## Aim of the task:
Scan the records for lines with the word "shallow", and copy every such line.

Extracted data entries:
###

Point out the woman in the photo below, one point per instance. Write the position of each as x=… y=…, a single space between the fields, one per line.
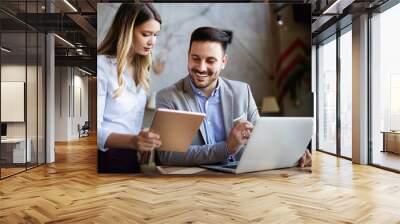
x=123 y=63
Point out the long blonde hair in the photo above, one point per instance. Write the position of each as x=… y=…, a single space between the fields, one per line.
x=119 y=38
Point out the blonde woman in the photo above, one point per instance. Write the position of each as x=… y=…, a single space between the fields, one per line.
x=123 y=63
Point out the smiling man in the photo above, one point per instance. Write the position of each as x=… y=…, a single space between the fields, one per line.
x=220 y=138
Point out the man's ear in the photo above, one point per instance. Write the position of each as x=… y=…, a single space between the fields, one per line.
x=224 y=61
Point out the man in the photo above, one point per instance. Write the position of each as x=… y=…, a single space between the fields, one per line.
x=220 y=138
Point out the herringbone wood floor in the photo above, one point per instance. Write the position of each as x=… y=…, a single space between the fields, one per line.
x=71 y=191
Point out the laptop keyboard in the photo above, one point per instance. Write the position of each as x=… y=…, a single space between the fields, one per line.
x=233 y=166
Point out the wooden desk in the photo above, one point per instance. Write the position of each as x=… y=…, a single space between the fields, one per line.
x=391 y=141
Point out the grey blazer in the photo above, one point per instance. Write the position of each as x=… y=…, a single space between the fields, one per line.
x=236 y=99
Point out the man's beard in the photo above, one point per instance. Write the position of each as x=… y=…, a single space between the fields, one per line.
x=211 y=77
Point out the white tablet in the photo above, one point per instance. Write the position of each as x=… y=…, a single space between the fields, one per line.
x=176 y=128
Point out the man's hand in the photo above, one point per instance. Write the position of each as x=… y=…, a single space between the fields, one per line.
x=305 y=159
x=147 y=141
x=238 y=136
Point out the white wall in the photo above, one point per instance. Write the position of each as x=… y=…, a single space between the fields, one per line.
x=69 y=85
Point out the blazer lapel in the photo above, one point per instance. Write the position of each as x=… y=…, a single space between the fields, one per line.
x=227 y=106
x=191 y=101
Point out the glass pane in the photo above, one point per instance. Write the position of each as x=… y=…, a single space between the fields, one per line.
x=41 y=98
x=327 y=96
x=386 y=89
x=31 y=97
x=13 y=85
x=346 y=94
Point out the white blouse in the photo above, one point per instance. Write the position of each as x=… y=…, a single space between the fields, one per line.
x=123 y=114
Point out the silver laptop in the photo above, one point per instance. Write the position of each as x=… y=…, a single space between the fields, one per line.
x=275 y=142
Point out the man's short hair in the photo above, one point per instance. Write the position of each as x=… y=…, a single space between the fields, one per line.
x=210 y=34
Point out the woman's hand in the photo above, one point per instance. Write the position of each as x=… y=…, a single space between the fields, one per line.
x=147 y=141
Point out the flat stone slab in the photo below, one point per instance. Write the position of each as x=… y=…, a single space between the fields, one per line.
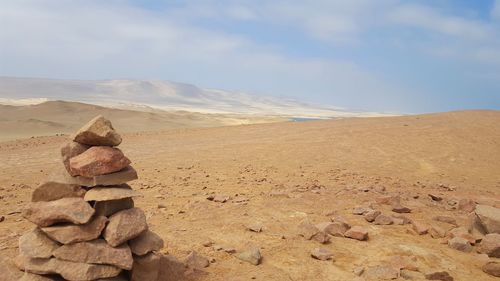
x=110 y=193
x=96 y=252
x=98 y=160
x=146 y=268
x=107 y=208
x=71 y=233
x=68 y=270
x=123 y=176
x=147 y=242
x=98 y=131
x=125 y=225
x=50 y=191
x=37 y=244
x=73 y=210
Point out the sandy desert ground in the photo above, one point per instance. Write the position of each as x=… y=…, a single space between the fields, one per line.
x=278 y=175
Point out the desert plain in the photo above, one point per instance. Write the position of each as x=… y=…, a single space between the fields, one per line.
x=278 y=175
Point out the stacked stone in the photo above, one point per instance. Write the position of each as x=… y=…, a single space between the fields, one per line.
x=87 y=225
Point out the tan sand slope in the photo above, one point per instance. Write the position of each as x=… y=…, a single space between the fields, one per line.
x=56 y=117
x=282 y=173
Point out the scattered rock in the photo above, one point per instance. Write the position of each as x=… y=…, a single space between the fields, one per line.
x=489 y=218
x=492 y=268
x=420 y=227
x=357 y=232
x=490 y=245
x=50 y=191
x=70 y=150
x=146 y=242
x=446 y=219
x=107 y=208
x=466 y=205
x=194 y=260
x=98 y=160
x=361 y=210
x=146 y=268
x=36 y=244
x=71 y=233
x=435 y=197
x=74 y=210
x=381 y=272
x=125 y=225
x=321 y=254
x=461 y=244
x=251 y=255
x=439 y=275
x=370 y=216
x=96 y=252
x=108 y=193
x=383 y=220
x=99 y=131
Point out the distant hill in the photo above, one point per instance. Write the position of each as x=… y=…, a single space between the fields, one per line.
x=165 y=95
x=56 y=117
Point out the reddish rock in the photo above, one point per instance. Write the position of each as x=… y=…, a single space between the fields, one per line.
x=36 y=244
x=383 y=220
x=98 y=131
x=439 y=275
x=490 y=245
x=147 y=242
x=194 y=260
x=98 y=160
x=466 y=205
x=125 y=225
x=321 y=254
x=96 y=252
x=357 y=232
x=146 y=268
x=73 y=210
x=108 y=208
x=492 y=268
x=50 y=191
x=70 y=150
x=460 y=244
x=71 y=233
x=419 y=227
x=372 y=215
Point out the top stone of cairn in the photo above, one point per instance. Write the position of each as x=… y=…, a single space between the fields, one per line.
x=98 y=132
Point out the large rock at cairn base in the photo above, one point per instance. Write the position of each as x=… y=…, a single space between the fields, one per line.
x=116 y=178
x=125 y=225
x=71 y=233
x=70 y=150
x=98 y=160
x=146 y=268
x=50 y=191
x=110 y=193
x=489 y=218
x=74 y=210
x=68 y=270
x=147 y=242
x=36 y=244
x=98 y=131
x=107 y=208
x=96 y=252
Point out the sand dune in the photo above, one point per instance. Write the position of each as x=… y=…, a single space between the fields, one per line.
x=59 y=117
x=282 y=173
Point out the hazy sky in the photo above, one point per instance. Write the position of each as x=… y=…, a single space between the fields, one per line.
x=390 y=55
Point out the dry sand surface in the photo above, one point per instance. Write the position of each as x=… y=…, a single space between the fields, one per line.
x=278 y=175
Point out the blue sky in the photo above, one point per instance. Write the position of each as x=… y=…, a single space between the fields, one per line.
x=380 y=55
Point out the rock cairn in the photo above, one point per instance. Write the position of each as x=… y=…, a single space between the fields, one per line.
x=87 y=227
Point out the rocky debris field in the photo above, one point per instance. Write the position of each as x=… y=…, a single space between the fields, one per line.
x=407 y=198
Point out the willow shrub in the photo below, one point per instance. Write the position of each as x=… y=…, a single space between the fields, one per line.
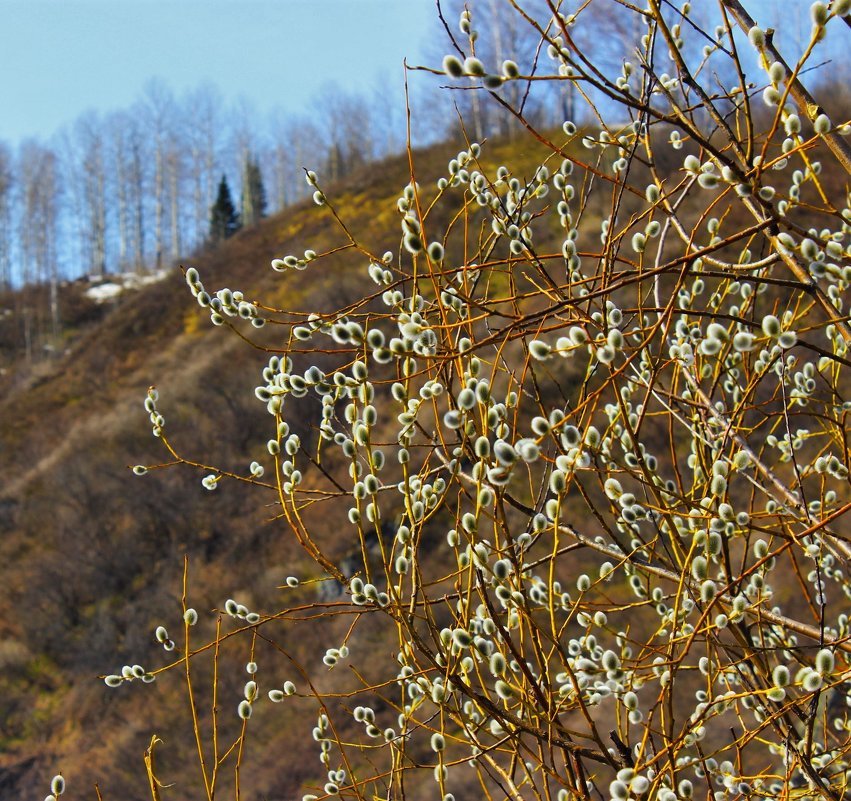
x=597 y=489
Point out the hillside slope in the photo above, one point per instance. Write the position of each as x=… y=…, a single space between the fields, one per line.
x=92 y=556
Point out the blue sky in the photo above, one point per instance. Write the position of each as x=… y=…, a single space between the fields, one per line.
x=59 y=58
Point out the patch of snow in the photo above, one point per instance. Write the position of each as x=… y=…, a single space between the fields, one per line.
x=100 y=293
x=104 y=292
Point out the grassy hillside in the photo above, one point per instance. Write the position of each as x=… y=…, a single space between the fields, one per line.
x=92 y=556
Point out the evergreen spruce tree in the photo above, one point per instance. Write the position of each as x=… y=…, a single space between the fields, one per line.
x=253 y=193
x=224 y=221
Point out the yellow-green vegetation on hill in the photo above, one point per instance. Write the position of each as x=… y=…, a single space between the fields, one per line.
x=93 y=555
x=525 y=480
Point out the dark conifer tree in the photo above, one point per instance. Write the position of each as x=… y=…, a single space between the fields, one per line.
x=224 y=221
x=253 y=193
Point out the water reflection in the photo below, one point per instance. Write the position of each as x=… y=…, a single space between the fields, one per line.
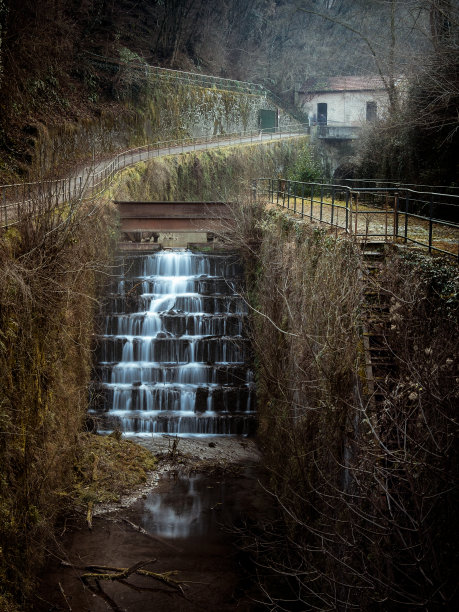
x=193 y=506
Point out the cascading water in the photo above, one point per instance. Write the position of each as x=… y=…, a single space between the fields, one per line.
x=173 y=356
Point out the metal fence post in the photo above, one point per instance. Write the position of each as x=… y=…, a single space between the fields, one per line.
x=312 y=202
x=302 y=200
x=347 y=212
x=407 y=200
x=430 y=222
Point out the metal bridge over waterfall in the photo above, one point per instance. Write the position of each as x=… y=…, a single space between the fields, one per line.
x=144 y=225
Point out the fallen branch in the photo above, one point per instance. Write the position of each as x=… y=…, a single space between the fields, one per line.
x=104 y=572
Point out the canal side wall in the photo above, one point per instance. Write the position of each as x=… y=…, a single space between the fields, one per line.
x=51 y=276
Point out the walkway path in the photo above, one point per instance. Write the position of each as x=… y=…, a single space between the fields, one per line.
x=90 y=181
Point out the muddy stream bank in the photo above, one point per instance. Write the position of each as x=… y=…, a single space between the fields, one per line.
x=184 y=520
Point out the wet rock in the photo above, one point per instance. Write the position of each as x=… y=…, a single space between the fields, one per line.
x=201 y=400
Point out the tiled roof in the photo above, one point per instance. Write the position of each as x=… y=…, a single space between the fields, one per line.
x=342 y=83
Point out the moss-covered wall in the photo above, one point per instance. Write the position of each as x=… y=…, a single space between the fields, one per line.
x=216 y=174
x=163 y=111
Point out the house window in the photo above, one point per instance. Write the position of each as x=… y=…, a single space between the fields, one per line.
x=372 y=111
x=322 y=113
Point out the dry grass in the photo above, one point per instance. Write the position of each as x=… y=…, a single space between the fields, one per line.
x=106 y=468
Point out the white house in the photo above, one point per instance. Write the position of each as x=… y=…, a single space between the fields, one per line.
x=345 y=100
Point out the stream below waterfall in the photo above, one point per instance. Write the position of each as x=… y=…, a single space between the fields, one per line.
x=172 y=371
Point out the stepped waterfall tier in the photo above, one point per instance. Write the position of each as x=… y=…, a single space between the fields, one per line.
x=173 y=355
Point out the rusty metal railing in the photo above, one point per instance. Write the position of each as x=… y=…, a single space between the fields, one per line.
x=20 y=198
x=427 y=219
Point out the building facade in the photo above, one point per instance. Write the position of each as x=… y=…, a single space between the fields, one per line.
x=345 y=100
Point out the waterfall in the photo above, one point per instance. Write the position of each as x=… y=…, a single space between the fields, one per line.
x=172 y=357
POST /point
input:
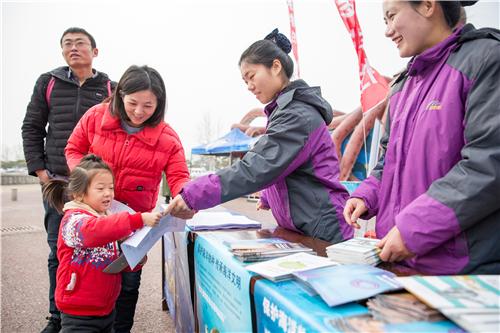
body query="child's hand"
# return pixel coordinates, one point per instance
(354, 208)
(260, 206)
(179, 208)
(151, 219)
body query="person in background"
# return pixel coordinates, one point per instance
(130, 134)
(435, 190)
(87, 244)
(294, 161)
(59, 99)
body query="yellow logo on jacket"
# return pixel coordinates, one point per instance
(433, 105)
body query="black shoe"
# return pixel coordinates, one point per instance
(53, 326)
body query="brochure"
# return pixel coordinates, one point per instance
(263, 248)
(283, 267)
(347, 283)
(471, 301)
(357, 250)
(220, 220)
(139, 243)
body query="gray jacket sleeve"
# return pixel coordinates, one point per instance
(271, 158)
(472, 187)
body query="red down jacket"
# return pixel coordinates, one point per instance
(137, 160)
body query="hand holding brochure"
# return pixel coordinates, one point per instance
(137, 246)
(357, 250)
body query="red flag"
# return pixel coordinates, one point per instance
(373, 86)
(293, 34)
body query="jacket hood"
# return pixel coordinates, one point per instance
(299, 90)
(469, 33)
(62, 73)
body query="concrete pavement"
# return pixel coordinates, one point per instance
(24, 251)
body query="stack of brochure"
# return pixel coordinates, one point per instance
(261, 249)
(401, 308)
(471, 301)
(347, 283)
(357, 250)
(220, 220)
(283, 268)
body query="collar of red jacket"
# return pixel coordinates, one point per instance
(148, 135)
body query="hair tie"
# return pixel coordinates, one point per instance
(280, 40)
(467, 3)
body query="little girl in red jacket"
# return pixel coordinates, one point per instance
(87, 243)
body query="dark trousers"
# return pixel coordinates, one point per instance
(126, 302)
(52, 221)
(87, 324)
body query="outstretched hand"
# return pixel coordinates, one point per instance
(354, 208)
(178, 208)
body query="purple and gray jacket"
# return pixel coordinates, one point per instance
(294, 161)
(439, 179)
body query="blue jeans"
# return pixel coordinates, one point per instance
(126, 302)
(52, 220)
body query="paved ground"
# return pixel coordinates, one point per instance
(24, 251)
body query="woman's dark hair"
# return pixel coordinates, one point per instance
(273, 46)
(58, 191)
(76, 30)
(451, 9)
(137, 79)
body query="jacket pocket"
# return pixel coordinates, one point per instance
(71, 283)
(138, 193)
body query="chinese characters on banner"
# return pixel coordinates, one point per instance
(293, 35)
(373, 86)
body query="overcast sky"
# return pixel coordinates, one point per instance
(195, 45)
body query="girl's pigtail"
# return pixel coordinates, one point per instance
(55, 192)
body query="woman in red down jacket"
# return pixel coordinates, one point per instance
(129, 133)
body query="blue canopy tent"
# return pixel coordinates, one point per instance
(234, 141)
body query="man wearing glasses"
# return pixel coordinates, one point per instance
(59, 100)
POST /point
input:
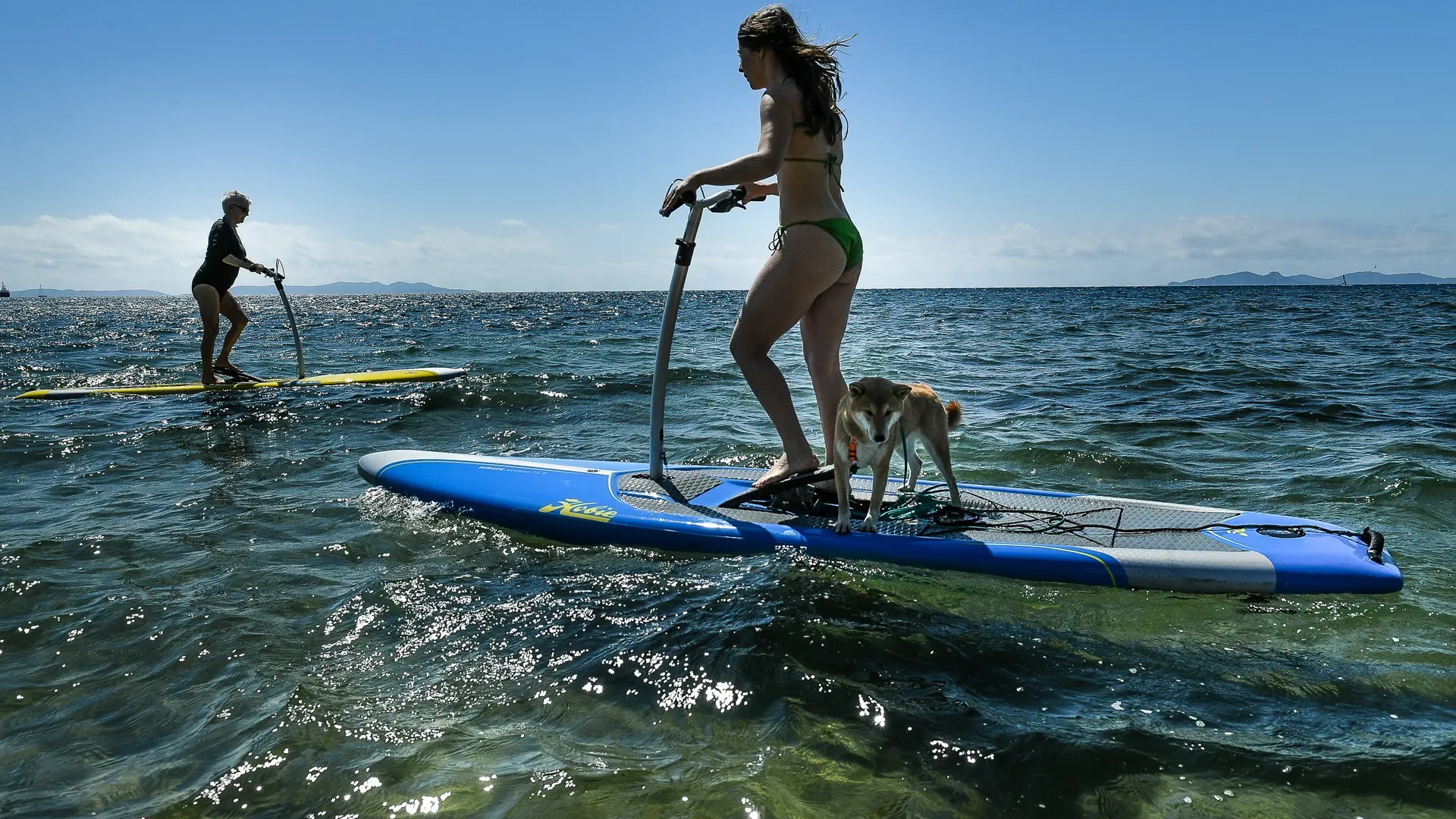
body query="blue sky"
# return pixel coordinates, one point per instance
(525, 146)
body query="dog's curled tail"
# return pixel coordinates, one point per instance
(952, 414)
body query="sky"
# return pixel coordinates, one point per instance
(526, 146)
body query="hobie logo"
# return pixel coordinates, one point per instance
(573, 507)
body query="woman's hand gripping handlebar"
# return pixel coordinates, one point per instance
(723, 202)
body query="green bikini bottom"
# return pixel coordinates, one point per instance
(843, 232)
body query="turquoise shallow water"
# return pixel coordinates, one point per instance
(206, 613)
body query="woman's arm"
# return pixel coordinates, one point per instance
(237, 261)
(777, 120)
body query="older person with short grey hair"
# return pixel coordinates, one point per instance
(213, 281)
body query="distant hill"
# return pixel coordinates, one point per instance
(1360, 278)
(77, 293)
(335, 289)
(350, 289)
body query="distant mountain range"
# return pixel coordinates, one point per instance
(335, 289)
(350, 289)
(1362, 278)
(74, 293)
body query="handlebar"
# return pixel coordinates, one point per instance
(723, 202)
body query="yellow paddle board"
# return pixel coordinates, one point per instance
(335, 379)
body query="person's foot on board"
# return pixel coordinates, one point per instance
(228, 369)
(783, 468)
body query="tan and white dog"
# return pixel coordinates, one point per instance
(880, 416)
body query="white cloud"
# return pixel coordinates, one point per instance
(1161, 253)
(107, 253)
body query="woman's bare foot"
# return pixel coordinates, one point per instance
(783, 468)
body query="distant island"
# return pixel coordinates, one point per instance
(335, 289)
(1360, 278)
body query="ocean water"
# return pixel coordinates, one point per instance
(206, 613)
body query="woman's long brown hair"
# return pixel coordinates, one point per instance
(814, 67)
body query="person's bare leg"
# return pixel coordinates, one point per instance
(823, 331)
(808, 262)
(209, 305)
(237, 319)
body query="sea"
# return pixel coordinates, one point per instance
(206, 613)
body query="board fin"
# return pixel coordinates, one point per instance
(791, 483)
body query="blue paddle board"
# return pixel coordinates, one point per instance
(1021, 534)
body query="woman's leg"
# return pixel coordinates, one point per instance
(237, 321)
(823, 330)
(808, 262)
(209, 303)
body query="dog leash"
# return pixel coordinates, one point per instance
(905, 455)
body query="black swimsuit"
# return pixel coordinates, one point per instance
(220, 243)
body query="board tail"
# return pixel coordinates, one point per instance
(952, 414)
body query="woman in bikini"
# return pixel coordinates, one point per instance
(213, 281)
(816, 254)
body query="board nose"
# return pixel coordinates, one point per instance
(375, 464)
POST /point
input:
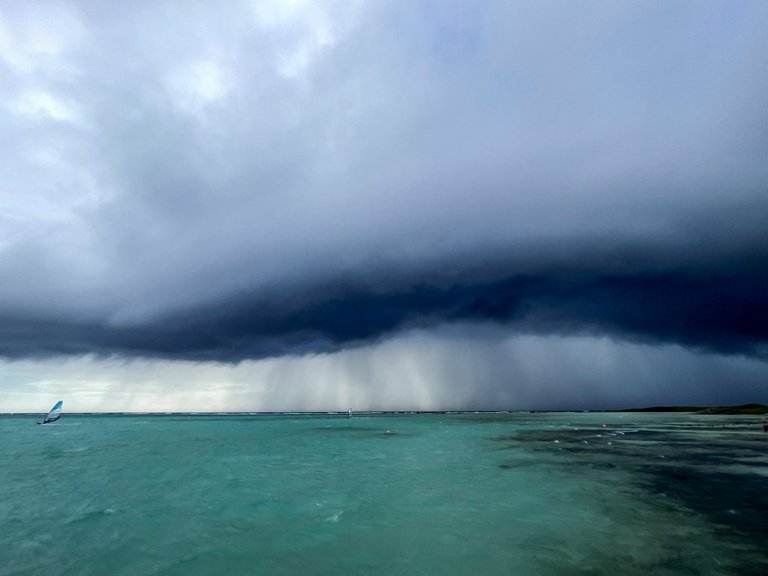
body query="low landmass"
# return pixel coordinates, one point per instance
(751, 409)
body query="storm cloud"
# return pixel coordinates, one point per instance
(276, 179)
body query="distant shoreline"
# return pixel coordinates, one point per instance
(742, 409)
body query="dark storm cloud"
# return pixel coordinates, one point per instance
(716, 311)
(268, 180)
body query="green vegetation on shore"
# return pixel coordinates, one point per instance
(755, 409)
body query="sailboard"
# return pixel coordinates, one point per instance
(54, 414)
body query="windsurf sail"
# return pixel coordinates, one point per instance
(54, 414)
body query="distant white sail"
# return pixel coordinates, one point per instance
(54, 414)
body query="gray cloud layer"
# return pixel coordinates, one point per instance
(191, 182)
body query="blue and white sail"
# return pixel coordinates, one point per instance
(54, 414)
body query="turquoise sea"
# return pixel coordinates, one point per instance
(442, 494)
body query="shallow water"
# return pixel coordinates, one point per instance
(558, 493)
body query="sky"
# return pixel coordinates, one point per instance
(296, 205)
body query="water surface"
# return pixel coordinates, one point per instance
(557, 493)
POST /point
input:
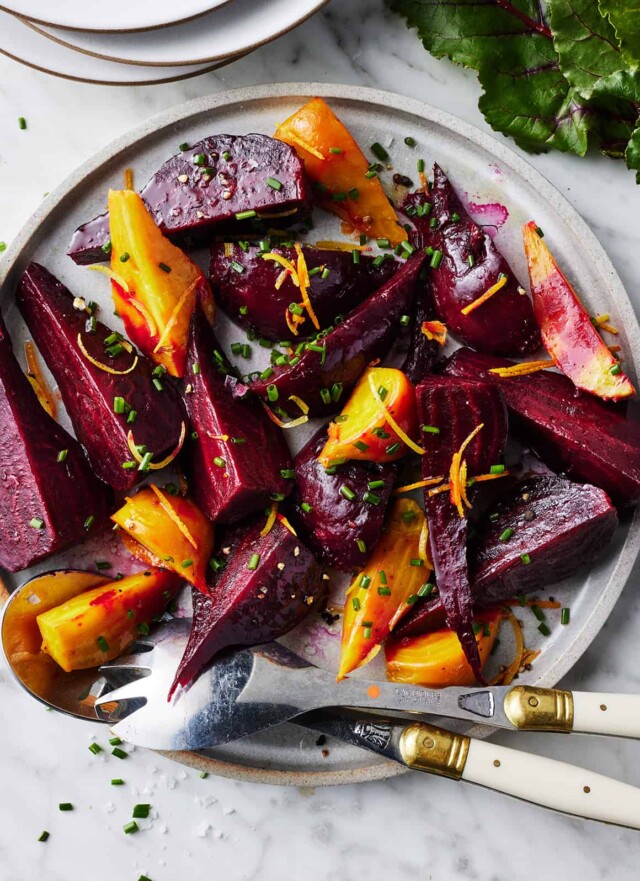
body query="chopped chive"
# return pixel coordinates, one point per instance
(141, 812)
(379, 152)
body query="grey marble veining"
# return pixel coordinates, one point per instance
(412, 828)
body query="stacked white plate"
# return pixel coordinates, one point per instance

###

## Exercise answer:
body query="turquoise shallow water"
body query="shallow water"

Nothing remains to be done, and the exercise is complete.